(Instructions):
**A)** Reproduce the Bag It film text from "- Film poster" up to and including "the human body.".
**B)** Rewrite the paragraph of the Bag It film text that begins "Bag It: Is Your Life Too Plastic?" in fewer words, keeping its main facts.

-------- Page text

- Film poster
- Directed by: Suzan Beraza
- Written by: Michelle Curry Wright
- Produced by: Michelle Hill
- Starring: Jeb Berrier, Jared Blumenfeld, Martin Bourque
- Distributed by: Paramount Classics
- Release dates: April 10, 2010 (Ashland Film Festival); September 1, 2011 (United States);
- Running time: 74 minutes
- Country: United States
- Language: English

= Bag It (film) =

Bag It: Is Your Life Too Plastic? is a 2010 American documentary film exposing the effects of plastic bags and other plastic consumer merchandise, and its effects on land ecosystems, the marine environment, and the human body.

----------------
-------- Stored data

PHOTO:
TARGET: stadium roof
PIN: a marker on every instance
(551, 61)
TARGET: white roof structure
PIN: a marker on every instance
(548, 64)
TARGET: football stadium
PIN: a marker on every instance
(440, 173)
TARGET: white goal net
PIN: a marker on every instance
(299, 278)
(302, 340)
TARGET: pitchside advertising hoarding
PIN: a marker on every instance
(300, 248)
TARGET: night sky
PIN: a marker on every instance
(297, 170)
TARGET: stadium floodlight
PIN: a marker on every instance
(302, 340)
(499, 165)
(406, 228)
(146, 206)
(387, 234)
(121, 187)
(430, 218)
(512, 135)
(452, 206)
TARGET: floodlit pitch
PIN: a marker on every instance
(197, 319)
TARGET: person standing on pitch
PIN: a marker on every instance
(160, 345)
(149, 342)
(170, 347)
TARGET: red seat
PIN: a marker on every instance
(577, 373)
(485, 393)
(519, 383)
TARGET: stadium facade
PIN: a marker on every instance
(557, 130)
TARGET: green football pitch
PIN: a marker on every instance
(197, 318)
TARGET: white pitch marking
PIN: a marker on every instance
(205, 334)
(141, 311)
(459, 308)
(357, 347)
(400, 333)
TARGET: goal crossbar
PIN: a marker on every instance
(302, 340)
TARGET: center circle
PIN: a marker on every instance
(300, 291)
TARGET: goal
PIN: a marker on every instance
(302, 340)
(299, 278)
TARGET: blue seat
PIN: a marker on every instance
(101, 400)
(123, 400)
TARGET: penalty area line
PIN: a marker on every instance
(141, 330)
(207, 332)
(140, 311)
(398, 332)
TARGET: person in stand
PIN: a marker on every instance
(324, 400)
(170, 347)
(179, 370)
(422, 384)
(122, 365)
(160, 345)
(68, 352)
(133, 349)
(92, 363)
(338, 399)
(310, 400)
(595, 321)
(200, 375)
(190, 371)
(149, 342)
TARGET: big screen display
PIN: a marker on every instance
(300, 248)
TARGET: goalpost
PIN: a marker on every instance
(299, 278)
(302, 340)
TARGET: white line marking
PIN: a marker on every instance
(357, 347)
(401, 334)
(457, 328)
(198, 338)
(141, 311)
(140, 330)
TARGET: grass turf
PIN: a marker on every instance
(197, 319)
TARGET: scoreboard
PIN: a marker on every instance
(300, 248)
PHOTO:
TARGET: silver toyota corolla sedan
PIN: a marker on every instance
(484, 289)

----------------
-------- Stored data

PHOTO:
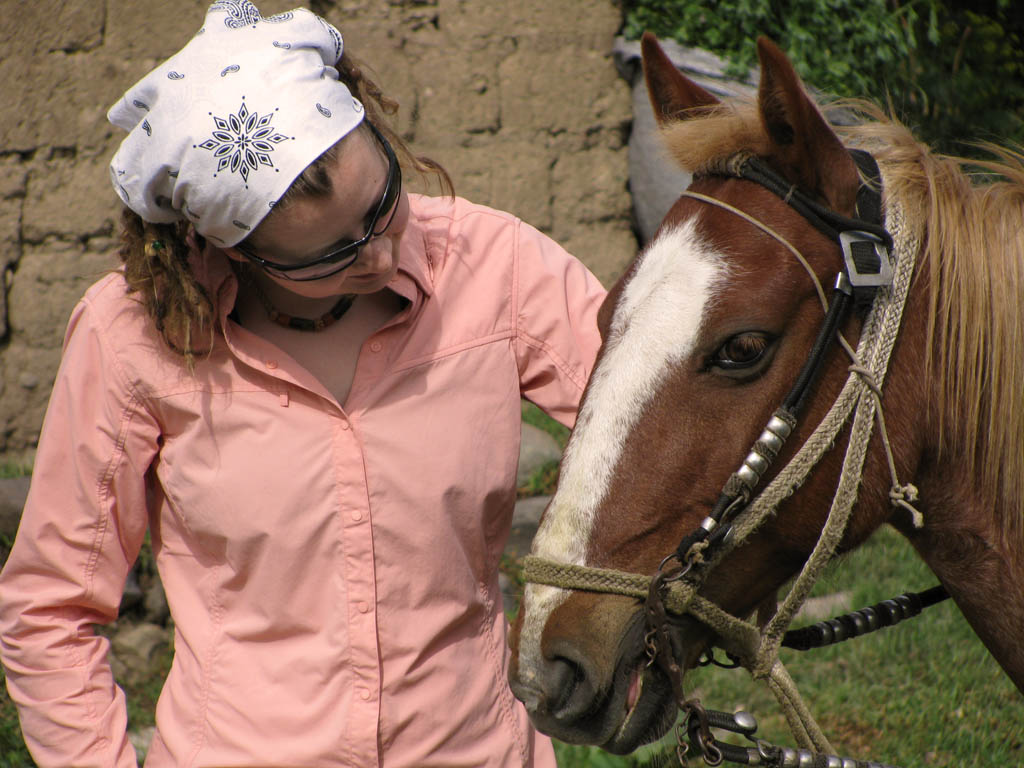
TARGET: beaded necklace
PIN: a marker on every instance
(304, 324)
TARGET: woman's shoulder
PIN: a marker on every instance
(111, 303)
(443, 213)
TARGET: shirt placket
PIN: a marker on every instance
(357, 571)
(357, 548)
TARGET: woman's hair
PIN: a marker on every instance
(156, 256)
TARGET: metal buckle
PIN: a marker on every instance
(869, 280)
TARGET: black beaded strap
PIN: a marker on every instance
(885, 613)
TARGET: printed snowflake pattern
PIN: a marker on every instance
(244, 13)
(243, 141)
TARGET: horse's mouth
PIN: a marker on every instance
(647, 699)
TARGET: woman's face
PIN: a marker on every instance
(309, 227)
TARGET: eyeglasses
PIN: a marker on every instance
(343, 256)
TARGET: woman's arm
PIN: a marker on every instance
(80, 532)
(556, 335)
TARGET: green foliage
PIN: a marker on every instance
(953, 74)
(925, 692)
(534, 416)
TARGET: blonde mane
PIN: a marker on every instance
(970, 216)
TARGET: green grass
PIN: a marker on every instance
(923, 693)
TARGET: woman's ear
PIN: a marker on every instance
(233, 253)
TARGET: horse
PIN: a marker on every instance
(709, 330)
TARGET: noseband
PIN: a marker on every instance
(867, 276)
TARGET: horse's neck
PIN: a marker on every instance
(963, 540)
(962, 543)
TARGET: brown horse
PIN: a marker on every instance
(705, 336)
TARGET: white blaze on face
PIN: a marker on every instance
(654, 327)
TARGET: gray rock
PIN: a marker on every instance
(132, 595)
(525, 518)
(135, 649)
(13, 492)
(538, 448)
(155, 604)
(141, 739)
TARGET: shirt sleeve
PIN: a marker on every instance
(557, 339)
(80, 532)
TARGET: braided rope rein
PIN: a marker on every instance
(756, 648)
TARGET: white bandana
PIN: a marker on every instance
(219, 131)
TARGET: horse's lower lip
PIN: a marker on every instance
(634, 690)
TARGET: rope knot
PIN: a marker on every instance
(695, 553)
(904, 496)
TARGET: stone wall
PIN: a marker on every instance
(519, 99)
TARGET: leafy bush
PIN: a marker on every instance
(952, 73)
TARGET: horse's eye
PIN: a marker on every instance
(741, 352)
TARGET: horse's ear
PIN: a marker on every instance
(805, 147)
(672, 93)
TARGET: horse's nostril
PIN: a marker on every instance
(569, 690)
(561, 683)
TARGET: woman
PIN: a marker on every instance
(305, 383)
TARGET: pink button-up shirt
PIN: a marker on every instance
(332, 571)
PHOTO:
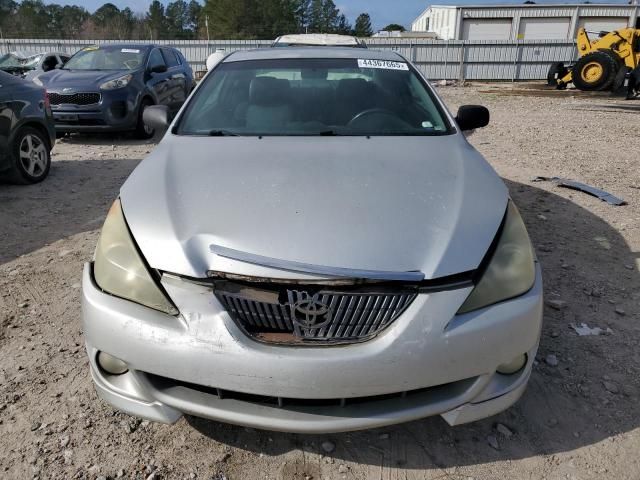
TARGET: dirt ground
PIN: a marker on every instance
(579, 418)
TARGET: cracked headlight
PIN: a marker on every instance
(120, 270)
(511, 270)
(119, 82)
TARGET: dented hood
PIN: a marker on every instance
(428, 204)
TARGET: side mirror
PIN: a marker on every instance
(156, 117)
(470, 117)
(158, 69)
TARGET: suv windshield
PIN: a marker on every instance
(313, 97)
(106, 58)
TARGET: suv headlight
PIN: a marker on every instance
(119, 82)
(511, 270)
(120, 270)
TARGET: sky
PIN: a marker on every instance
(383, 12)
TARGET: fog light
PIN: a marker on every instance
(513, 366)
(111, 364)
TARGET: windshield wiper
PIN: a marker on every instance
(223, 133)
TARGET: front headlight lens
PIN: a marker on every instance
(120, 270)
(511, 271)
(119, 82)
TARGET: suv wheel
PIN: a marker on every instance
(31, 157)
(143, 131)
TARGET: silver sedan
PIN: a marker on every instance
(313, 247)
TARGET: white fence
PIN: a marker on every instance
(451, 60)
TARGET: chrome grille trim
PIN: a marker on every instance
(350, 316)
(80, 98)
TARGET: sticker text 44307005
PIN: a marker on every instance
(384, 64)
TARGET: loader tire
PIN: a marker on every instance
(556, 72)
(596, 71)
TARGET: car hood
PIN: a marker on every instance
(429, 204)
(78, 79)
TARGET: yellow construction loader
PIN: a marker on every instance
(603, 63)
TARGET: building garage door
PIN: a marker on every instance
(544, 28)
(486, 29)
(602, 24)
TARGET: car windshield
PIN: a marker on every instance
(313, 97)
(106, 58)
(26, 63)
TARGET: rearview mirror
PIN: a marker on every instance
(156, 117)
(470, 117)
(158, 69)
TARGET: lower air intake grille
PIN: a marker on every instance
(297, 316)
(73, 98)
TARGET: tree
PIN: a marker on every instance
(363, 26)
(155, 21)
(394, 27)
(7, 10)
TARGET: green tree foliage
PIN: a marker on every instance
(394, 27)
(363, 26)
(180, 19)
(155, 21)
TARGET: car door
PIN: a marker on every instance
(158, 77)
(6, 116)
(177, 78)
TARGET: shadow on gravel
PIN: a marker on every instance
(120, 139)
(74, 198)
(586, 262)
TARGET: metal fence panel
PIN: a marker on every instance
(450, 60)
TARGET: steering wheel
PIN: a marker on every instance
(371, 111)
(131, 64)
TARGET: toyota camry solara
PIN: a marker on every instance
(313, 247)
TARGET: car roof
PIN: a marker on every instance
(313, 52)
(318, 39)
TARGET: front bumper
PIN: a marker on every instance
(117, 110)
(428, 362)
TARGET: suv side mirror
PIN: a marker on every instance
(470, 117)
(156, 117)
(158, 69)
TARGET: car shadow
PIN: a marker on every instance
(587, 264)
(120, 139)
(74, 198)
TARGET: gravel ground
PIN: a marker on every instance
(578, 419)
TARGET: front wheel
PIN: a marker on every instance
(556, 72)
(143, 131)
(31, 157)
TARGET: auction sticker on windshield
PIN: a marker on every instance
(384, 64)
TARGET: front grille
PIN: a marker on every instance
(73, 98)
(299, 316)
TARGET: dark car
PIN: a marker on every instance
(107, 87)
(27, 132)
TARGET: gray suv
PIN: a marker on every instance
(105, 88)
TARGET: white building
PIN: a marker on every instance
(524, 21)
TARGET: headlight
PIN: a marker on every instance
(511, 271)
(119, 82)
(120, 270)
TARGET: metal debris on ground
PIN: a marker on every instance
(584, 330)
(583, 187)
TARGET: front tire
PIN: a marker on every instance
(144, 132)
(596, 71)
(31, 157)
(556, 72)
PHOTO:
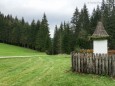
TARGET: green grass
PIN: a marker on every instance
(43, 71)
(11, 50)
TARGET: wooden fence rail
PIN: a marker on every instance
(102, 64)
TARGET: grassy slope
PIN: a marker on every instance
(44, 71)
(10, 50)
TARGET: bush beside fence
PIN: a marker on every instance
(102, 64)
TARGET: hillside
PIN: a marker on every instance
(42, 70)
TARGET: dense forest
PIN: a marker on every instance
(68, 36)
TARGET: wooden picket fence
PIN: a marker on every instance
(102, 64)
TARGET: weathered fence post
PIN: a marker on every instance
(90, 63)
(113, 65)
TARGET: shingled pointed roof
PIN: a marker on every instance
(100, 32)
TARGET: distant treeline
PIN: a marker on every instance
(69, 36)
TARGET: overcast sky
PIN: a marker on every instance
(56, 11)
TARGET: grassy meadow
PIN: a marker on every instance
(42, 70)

----------------
-------- Stored data

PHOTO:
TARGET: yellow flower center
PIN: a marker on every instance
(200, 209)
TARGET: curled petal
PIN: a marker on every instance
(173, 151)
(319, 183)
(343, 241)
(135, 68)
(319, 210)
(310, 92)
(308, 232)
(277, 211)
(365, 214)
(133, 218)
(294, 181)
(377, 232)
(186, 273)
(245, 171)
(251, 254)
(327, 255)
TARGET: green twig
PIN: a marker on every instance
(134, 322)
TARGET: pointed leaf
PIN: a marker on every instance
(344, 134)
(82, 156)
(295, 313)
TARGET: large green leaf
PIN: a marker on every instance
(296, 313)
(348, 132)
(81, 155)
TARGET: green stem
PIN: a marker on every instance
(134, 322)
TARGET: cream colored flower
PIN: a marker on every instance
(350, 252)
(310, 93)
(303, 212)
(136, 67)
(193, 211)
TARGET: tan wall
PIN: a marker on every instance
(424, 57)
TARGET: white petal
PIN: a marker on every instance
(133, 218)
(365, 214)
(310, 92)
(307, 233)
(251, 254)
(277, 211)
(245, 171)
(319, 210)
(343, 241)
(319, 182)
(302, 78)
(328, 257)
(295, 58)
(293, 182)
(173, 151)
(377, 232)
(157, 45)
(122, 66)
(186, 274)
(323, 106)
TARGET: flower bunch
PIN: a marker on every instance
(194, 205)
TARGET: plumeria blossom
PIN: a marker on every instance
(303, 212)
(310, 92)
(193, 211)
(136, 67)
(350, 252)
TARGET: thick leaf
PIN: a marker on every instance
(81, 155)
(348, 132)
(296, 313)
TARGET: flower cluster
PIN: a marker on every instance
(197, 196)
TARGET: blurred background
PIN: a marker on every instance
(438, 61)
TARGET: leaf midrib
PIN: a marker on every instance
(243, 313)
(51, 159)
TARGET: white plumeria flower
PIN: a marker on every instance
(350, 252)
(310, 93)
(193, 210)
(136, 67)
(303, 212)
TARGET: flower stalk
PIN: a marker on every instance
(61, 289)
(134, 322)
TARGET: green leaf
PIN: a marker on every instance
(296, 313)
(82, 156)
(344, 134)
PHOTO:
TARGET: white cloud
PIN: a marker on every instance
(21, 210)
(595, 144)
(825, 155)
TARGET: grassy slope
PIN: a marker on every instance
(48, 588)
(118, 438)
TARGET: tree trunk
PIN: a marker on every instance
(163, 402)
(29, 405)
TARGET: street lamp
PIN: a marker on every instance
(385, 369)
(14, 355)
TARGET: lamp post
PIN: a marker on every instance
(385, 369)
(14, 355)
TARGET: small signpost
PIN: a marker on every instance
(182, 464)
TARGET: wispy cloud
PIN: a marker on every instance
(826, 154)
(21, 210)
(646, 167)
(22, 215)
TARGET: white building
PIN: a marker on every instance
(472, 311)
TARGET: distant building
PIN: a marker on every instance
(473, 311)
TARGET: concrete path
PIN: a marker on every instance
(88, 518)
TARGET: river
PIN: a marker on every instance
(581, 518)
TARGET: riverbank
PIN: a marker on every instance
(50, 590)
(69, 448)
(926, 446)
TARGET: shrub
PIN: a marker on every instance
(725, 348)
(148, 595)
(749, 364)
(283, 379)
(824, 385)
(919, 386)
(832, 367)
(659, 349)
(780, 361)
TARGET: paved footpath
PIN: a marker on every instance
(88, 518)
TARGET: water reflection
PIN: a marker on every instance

----------------

(Complete answers):
**A)**
- Film poster
- Directed by: Suzan Beraza
- Written by: Michelle Curry Wright
- Produced by: Michelle Hill
- Starring: Jeb Berrier, Jared Blumenfeld, Martin Bourque
- Distributed by: Paramount Classics
- Release dates: April 10, 2010 (Ashland Film Festival); September 1, 2011 (United States);
- Running time: 74 minutes
- Country: United States
- Language: English

= Bag It (film) =

Bag It: Is Your Life Too Plastic? is a 2010 American documentary film exposing the effects of plastic bags and other plastic consumer merchandise, and its effects on land ecosystems, the marine environment, and the human body.

**B)** Bag It: Is Your Life Too Plastic? is a 2010 American documentary showing how plastic bags and other plastic consumer goods affect land ecosystems, the marine environment, and the human body.